REQUIREMENT: Print out all of the data below, keeping it identical to the original.

※ ※ ※

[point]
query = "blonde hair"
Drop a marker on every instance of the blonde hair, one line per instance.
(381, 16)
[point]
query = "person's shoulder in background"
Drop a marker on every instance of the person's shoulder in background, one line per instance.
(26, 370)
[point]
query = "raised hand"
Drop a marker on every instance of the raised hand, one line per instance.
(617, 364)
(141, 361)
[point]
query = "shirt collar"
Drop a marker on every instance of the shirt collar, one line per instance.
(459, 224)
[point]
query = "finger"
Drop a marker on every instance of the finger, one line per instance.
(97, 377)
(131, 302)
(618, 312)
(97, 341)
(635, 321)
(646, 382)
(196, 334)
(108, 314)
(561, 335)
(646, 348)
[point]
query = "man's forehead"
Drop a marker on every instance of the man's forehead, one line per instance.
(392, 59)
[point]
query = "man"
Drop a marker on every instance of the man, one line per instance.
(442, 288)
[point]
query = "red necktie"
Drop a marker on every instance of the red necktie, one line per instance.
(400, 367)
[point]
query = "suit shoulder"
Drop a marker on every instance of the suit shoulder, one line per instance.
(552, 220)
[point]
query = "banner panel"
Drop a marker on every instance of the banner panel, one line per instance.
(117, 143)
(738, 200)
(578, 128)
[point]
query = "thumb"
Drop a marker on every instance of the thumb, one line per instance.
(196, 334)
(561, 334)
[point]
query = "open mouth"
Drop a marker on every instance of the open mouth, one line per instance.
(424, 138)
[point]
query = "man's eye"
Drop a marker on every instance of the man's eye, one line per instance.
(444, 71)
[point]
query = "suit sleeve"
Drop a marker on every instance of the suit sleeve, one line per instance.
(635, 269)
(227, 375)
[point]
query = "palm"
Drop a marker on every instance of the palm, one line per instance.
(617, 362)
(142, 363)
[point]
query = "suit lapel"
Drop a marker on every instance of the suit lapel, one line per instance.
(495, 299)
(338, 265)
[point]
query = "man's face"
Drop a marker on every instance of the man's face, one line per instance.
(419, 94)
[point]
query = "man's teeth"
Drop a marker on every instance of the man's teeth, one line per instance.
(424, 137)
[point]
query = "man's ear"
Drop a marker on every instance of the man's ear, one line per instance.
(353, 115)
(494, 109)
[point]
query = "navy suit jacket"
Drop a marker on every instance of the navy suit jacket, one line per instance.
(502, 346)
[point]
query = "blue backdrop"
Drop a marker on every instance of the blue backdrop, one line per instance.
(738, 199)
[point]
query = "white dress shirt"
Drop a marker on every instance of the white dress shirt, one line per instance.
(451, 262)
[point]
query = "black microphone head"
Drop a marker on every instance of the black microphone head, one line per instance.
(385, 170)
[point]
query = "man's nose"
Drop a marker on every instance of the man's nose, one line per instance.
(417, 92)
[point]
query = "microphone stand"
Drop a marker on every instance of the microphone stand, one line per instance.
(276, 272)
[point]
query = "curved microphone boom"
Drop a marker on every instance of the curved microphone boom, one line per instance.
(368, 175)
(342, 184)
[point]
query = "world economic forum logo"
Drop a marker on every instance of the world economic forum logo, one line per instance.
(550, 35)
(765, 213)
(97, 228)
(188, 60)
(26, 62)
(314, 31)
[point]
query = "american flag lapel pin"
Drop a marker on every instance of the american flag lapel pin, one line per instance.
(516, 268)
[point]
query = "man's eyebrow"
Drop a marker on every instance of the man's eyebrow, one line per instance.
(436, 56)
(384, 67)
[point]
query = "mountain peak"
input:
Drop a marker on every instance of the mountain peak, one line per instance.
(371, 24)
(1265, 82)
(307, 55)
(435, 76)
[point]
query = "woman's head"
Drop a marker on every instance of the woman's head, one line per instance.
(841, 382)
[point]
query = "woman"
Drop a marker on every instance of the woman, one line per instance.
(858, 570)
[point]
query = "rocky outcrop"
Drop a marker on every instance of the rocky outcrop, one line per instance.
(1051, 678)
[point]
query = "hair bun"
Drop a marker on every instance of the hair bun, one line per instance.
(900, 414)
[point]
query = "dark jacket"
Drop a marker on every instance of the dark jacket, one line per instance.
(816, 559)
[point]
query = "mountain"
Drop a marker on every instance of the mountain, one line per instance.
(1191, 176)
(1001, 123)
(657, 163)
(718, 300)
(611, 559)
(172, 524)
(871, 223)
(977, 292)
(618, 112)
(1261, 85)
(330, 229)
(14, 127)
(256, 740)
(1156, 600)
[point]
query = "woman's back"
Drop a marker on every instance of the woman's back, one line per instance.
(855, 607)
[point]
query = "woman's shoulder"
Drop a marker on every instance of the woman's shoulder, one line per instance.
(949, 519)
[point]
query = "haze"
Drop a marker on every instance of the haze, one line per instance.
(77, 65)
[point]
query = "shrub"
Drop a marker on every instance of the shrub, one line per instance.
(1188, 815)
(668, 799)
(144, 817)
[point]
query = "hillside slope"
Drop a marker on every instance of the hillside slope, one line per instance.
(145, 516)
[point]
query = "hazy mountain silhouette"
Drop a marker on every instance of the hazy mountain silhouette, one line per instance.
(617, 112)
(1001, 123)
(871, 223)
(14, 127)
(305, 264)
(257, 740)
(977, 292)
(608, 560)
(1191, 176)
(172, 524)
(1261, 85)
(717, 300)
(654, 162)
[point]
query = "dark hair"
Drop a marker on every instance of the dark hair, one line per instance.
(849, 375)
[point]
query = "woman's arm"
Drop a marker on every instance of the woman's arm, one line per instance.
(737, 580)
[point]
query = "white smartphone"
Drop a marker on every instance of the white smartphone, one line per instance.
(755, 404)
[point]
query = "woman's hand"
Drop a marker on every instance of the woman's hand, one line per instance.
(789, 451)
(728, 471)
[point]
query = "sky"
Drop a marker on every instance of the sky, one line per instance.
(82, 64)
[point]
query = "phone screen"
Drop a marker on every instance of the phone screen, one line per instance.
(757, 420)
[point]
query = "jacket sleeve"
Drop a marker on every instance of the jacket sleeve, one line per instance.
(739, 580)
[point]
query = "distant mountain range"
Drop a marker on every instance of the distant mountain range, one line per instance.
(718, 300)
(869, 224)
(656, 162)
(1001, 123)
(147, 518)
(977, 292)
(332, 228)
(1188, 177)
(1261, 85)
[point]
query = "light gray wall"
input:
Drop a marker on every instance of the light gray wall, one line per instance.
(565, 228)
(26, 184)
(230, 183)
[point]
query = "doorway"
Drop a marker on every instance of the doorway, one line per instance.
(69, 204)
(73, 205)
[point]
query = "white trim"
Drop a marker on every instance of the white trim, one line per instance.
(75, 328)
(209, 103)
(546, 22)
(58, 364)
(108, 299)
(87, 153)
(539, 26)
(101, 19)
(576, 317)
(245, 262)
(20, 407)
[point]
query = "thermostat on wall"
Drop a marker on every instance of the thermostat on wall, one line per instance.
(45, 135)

※ ※ ※

ANSWER TO THIS EXERCISE:
[point]
query = "blonde hair"
Drop a marker on every instance of the blonde hair, one line per instance.
(381, 16)
[point]
query = "person's shoulder in background"
Drop a marker on every instance of the person's shoulder in background, one line per instance.
(26, 370)
[point]
query = "raised hand"
Drop a marker on every instance of the raised hand, one line per instance.
(617, 364)
(141, 361)
[point]
query = "shirt collar"
Drop a marker on every instance of the shirt collar, one line per instance.
(459, 224)
[point]
query = "finger"
Drop a marker on every instance of the finger, one line per instance.
(97, 377)
(131, 302)
(618, 312)
(97, 341)
(635, 321)
(646, 382)
(196, 334)
(108, 314)
(561, 335)
(646, 348)
[point]
query = "man's forehead"
Drop a marker on every instance of the man's forehead, one line per instance.
(392, 59)
[point]
query = "man"
Drop a marker on every instance of the man, one line per instance.
(442, 288)
[point]
query = "red necktie"
Drop a marker on every instance of the red necktie, one line per instance.
(400, 367)
[point]
query = "suit shoulder"
Drop a marker on every instance of the suit shoulder, one line per instance.
(552, 220)
[point]
query = "banner panel"
Drop a marker on every instance of the banner panel, one line per instance.
(117, 143)
(738, 200)
(578, 128)
[point]
query = "thumb"
Drop a marker on every instance of the thumb, one line per instance.
(196, 334)
(561, 334)
[point]
query = "open mouth"
Drop a marker on every instance of the open mouth, one line per instance.
(424, 138)
[point]
query = "man's eye"
Drop a marker on every instance of the man's eye, one line per instance.
(444, 71)
[point]
query = "suit sleeve"
Drop a marker on every instance of the suit sleeve, one line per instance.
(635, 269)
(227, 375)
[point]
query = "palm"
Drop a marker on every instance of the palm, one line per instance.
(617, 362)
(142, 363)
[point]
query = "suit lapel"
Drop a marker on every instance of the suit lapel, one line per instance.
(495, 299)
(338, 265)
[point]
query = "man's face"
Drop a marker on every instance of the man's face, one line per instance.
(419, 94)
[point]
query = "man's teeth"
Drop a marker on every instance of the man's teeth, one line per instance.
(424, 137)
[point]
query = "man's ear"
Drop a marker on every instance of the man's ear, one line per instance.
(353, 115)
(494, 109)
[point]
query = "navy suit jacket"
Drop a marker on every instance of the navy suit jacket, one line per instance.
(502, 346)
[point]
query = "blue backdrop"
Drop a marker on every instance of the blue backdrop, one line per instance.
(738, 199)
[point]
query = "white dress shirt"
Drop a marker on every instance of the white dress shirt, one line per instance.
(451, 262)
[point]
query = "black microphone head"
Drop a marker on every instance of the black microphone head, one line per instance.
(385, 170)
[point]
query = "man's nose"
Drop a marker on every instance of the man's nose, one line per instance.
(417, 92)
[point]
query = "microphone stand"
Drop a marker on every instance of the microphone stand, one line per instance.
(276, 272)
[point]
query = "curved microphone boom"
Drop a marker on every instance of the curved microphone boom, one line per instance.
(368, 175)
(342, 184)
[point]
query = "world economic forum logo"
Drop a marker on every instance of the world economic forum logo, one line per instance.
(550, 35)
(765, 213)
(97, 228)
(188, 60)
(26, 62)
(314, 31)
[point]
query = "american flag lapel pin"
Drop a marker on every instance of the american flag lapel pin, one line per instance.
(516, 268)
[point]
query = "man's eyebrow"
Drop a marker on every instance of the man's eyebrow, one line per instance.
(436, 56)
(384, 67)
[point]
query = "mountain peak"
input:
Drop a marker on every instance of the mountain peak, one line per instance.
(371, 24)
(1265, 82)
(307, 55)
(435, 76)
[point]
query = "woman's head"
Drop a marker on every instance of the woman's head, one line per instance.
(841, 382)
[point]
query = "woman"
Drop a marker on every instance of the woman, one line per instance.
(858, 570)
[point]
query = "rocky outcrop"
Drop a marker on every instance of the rocky outcrop, one line per instance.
(1051, 678)
[point]
query = "hair bun"
Drop a marker on every instance of the hair bun, one line per instance.
(900, 414)
[point]
query = "dark jacket"
Drop a marker on every instance of the dark jacket, one line per instance.
(816, 559)
[point]
query = "mountain"
Drop a marker on every instance of the mountain, one line per instance.
(1191, 176)
(1001, 123)
(657, 163)
(718, 300)
(611, 559)
(172, 524)
(871, 223)
(977, 292)
(618, 112)
(1261, 85)
(330, 229)
(14, 127)
(256, 740)
(1156, 600)
[point]
query = "woman's back"
Drop a marker on every instance of the woman's back, one line per instance.
(855, 607)
[point]
query = "woman's shoulder"
Drop a marker on every instance of the woman's shoulder, one line per instance.
(949, 519)
[point]
query = "haze"
Drop a marker on every instance of the haze, one line per instance.
(77, 65)
[point]
query = "shrub"
Drop a marker on every instance of the shrub, one line per instance.
(1188, 815)
(668, 799)
(144, 817)
[point]
query = "hillside slope"
Drop a marker on every instance of the hillside slope, one line per instance.
(145, 516)
[point]
query = "hazy mountain silhouette"
Drop a marker on every instance of the hazy mountain silhouette, one line per instance.
(617, 112)
(1001, 123)
(871, 223)
(14, 127)
(305, 264)
(257, 740)
(977, 292)
(608, 560)
(1191, 176)
(172, 524)
(1261, 85)
(717, 300)
(654, 162)
[point]
query = "dark hair"
Drop a marker on every instance of the dark hair, one line per instance.
(849, 375)
[point]
query = "woman's arm"
Drop a marker on every instance of the woman's arm, one line per instance.
(737, 580)
[point]
query = "white smartphone"
Drop a marker on every instance of the white smartphone, one line per instance.
(755, 404)
[point]
query = "woman's hand"
Drop a marker on every instance of the woman's hand, one line per instance.
(789, 451)
(728, 471)
[point]
query = "sky"
Drop a marker on every instance of the sky, one line per instance.
(82, 64)
[point]
query = "phone screen"
Drop a marker on every instance of the phone screen, one line per instance.
(757, 420)
[point]
query = "jacket sleeve"
Drop a marker on every instance of the jacket sleeve, one line per instance.
(739, 580)
[point]
query = "distant mountain range"
Drop a marker on every instance of the distant mountain range, one line per instance.
(718, 300)
(869, 224)
(656, 162)
(1001, 123)
(147, 518)
(977, 292)
(332, 228)
(1188, 177)
(1261, 85)
[point]
query = "light gray wall"
input:
Drop a marker on every instance of the light gray wall, one line per instance.
(565, 228)
(26, 184)
(230, 183)
[point]
query = "doorway"
Drop a marker on every instance of the doorway, one line per instance.
(69, 204)
(73, 205)
[point]
query = "white trim"
Drop a marker on every instance of the white trim, one line per instance.
(75, 328)
(209, 103)
(546, 22)
(58, 364)
(108, 299)
(87, 153)
(539, 26)
(101, 19)
(576, 317)
(245, 262)
(20, 407)
[point]
query = "thermostat on wall"
Drop a marker on every instance of the thermostat on wall, one line per instance.
(45, 135)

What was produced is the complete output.